» Given instruction: Turn everything in the listing below, from the line containing "Pinpoint every interior" down to the line containing "Pinpoint every dark brown", into a Markdown table with the columns "No." and "Entry". Include both of those lines, number each row in order, and leave out blank lines.

» Information given:

========================================================================

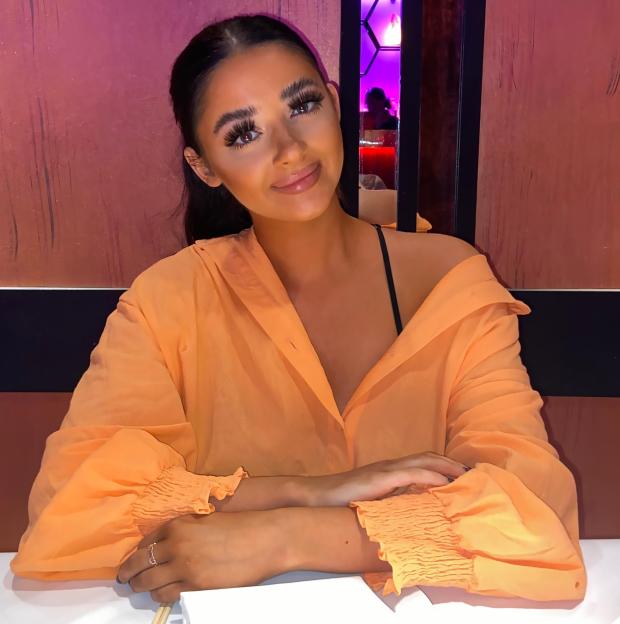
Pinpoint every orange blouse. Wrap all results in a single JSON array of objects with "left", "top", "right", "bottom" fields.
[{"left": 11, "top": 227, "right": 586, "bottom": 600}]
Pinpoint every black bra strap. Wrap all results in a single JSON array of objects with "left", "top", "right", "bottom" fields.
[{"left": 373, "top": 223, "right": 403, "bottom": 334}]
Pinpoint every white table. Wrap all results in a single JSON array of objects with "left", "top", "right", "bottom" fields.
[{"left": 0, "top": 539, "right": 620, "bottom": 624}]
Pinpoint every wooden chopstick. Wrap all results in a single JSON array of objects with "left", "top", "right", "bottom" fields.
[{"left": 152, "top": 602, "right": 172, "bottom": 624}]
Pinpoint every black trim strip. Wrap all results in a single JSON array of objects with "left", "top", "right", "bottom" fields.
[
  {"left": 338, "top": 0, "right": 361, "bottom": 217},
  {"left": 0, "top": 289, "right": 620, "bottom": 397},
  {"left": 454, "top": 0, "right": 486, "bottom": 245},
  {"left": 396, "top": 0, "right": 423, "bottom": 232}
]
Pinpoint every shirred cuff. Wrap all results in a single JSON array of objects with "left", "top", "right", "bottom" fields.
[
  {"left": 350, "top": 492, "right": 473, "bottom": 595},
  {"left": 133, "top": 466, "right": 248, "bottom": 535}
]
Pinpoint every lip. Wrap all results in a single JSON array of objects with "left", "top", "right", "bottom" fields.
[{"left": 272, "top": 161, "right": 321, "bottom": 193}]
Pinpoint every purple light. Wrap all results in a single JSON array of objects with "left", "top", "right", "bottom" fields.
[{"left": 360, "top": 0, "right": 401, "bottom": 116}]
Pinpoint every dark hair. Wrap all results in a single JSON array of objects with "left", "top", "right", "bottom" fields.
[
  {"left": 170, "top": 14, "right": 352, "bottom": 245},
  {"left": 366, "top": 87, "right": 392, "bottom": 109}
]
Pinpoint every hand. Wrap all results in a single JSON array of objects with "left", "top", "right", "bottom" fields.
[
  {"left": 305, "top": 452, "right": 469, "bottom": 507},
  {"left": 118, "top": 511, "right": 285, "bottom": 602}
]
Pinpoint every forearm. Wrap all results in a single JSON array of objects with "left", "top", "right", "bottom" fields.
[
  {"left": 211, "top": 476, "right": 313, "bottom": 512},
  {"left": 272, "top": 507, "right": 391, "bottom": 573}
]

========================================================================

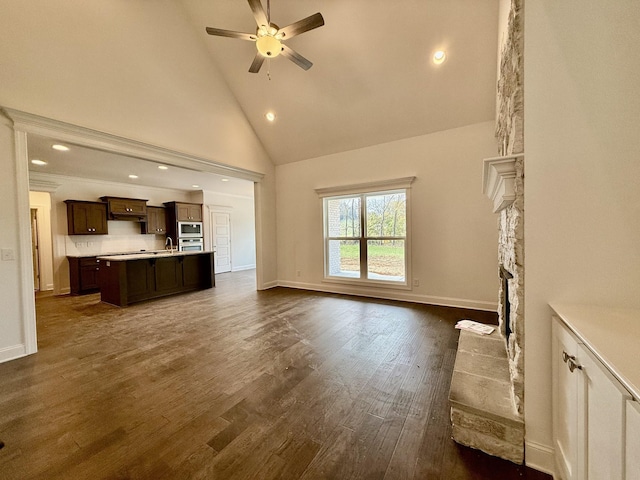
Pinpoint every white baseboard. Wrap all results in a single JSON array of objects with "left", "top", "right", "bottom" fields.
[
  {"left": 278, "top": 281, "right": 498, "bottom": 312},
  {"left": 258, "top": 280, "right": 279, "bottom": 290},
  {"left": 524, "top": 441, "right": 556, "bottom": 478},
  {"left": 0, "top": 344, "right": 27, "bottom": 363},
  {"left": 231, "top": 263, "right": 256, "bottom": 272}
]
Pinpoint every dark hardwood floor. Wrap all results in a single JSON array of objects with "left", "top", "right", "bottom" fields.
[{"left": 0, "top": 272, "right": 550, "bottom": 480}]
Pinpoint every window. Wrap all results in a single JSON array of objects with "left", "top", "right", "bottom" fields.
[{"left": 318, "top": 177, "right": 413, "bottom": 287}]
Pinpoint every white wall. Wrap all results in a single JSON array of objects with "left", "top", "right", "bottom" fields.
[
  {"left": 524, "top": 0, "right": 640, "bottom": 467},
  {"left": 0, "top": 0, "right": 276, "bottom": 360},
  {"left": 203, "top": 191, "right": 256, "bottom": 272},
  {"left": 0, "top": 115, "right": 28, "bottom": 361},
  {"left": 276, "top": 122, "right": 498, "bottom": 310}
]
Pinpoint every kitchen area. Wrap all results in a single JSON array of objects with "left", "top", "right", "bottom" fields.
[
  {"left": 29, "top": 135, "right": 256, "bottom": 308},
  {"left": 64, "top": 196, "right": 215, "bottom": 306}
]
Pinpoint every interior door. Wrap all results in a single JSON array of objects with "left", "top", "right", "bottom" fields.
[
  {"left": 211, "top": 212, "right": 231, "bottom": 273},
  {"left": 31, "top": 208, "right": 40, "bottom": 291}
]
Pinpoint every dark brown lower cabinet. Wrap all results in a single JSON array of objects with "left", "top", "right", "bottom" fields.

========================================================================

» Result for this task:
| No. | Entry |
|---|---|
| 1 | Pinpoint every interior door. Wrap all results in a single JSON array of objects with "left", "top", "right", "bottom" fields. |
| 2 | [ |
| 3 |   {"left": 211, "top": 212, "right": 231, "bottom": 273}, |
| 4 |   {"left": 31, "top": 208, "right": 40, "bottom": 291} |
| 5 | ] |
| 6 | Pinpoint every dark brown lower cabinet. Wrap all results in a single JSON array of objects with "left", "top", "right", "bottom" fields. |